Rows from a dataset
------------------------------------------------------------------------

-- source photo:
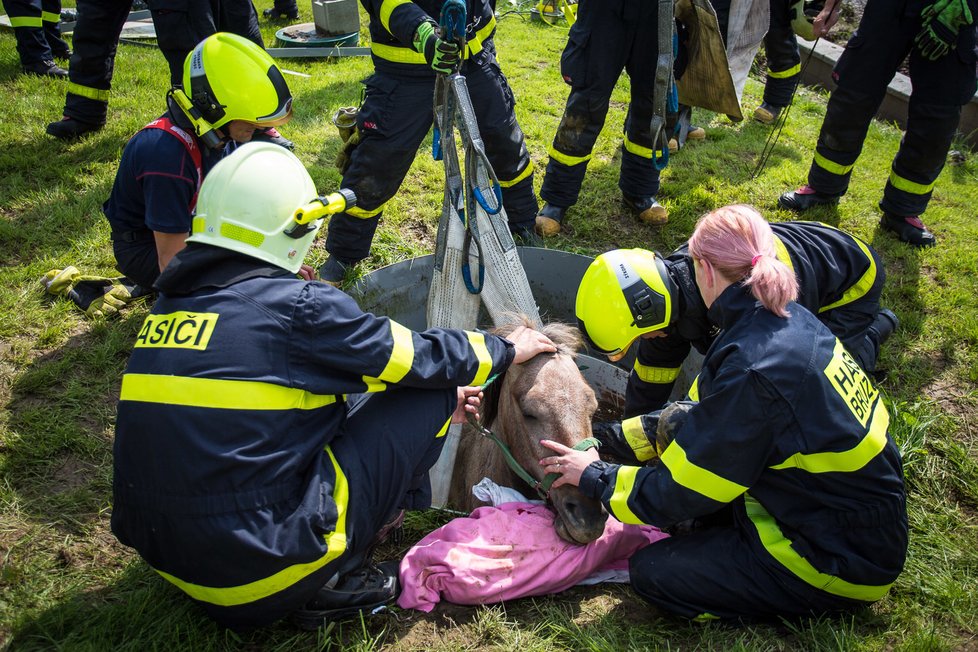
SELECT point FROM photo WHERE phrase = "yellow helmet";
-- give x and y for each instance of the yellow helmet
(248, 201)
(623, 294)
(227, 77)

------------------------------------------------------------------------

Repeat every line of the rows above word for word, leaving out the pictures.

FINAL RESULT:
-- source photo:
SELECT point FROM photo WHERE phrase = "yellow helmet";
-- give x and y for each instance of the yellow helmet
(248, 201)
(623, 294)
(227, 77)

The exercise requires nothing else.